> _What you need to do_: Resume the news report on the man diagnosed with monkeypox, Covid-19 and HIV at the same time, picking up after its final sentence.

> _Document section_:
***
‘Given the current SARS-CoV-2 pandemic and the daily increase of monkeypox cases, healthcare systems must be aware of this eventuality’
The 36-year-old suffered symptoms including fatigue, fever, and a sore throat nine days after returning from a trip to Spain, where he engaged in unprotected sex.
He first tested positive for Covid on 2 July, and the following day small, painful vesicles surrounded a rash appeared on the man’s torso, lower limbs, face and glutes.
By 5 July, the man had gone to hospital in Palermo as the vesicles had further spread and evolved into pustules - small bumps on the skin .
According to a case study report published in the Journal of Infection, he was tested for monkeypox and subsequently returned a positive result.
The patient was also screened for multiple STIs and also tested positive for HIV-1.
Researchers established that the infection was relatively recent.
After recovering from Covid-19 and monkeypox, the patient was discharged from hospital on 11 July to home isolate. By this stage, his skin lesions had healed, after crusting over, leaving a small scar.
“This case highlights how monkeypox and Covid-19 symptoms may overlap, and corroborates how in case of co-infection, anamnestic collection and sexual habits are crucial to perform the correct diagnosis,” the researchers, from the University of Catania, said in their case report.
“To note, the monkeypox oropharyngeal swab was still positive after 20 days, suggesting that these individuals may still be contagious for several days after clinical remission,” the report said. “Consequently, physicians should encourage appropriate precautions.”
They added: “As this is the only reported case of monkeypox virus, SARS-CoV-2 and HIV co-infection, there is still not enough evidence supporting that this combination may aggravate patient’s condition.
“Given the current SARS-CoV-2 pandemic and the daily increase of monkeypox cases, healthcare systems must be aware of this eventuality.”
While most monkeypox cases in the current outbreak have been linked to sexual activity, research published by the US Centers for Disease Control and Prevention offers new insight into other ways it may be spreading.
***
> _Source data_:
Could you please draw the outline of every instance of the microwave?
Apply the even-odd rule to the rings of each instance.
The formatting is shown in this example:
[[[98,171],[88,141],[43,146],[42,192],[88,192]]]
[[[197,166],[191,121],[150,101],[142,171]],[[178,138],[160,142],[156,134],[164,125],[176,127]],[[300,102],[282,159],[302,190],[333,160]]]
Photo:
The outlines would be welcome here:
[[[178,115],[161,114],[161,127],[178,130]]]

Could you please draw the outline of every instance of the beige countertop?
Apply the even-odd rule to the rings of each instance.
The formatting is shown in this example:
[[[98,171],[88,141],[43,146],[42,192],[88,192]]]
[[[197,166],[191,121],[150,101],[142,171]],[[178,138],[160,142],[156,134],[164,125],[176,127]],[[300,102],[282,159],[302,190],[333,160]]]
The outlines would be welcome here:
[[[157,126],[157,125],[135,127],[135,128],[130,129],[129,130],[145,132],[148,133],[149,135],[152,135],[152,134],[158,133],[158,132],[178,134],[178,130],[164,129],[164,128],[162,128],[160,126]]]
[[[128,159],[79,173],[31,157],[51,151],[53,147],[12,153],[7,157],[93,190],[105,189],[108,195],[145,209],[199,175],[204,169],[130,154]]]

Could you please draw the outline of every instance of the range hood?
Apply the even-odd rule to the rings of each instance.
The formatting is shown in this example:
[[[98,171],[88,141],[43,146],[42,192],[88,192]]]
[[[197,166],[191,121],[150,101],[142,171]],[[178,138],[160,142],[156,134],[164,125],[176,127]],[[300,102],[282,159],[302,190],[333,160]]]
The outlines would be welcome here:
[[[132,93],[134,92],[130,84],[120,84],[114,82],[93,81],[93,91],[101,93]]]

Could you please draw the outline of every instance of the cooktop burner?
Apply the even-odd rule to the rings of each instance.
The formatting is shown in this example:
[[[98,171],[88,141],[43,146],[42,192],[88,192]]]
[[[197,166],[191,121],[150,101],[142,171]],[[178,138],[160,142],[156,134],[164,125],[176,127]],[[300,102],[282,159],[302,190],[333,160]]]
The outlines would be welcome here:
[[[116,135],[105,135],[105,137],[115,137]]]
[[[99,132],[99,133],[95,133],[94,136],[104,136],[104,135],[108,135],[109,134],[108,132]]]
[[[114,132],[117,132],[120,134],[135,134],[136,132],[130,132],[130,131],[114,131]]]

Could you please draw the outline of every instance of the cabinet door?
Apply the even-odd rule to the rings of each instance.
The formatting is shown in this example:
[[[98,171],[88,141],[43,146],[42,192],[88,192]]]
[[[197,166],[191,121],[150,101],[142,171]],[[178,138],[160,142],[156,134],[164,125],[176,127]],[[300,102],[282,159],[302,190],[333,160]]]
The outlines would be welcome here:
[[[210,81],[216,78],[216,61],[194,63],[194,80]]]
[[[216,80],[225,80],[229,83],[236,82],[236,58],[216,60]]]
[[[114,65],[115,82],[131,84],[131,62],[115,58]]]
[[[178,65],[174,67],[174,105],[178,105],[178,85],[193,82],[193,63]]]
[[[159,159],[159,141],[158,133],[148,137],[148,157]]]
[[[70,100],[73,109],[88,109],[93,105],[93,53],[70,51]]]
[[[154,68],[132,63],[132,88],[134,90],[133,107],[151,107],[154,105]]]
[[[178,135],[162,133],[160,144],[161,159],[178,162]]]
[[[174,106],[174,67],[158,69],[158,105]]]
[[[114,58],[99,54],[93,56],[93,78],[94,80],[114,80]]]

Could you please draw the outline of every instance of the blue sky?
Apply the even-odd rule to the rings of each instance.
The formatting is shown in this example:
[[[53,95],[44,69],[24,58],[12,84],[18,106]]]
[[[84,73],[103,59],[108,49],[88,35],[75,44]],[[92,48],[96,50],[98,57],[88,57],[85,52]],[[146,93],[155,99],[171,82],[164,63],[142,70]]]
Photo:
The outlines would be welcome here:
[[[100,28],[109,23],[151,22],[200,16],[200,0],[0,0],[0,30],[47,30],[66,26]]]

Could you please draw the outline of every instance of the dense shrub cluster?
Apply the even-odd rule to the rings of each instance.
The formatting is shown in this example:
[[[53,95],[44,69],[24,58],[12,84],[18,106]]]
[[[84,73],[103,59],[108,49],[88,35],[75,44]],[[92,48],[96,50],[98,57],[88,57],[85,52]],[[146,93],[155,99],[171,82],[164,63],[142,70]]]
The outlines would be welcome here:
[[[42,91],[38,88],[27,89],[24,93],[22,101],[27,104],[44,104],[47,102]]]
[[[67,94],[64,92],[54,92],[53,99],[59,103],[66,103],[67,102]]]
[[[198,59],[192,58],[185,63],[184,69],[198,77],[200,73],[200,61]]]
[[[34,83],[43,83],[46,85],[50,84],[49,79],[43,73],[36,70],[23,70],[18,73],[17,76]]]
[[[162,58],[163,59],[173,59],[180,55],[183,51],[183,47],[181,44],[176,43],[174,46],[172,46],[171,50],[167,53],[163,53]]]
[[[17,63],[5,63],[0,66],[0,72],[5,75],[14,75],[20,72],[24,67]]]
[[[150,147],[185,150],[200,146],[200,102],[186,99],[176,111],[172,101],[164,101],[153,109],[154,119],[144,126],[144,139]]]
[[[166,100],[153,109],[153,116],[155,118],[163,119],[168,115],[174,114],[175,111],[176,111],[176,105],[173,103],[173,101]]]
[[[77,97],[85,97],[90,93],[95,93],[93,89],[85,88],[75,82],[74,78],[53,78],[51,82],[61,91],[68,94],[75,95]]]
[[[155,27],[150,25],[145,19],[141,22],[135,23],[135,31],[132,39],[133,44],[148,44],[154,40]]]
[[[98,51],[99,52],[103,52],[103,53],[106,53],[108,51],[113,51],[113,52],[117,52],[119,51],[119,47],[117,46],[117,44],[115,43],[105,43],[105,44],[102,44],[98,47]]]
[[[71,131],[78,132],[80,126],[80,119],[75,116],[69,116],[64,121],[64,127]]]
***
> _Written answer_:
They refer to the case of one man who noticed his first lesion and subsequently developed a rash about two weeks after attending a "large, crowded outdoor event at which he had close contact with others, including close dancing, for a few hours”.
According to researchers from Stanford University School of Medicine, he tested positive for monkeypox after seeking care at an emergency department about a week later.
The patient's "primary risk factor was close, nonsexual contact with numerous unknown persons at a crowded outdoor event," the researchers wrote, and the case "highlights the potential for spread at such gatherings, which may have implications for epidemic control."
The event he attended in the UK was not a rave and was not attended specifically or mostly by persons identifying as gay or bisexual, according to the researchers. While many attendees wore tank tops and shorts, he wore pants and a short-sleeve top. He did not notice anyone with skin lesions or who seemed ill, and he attended a few other similar events over the next four days.
According to CDC guidance, "monkeypox can spread to anyone" through close contact, which is often skin-to-skin, as well as intimate contact that includes sex, hugging, massage and kissing.
The patient -- a man in his 20s who recently returned to the US after travel to the UK -- did not report any sexual contact and did not have evidence of genital lesions. Samples of both saliva and nasal swabs tested positive for the virus, even though the patient did not report any related signs of illness such as fever, chills or cough.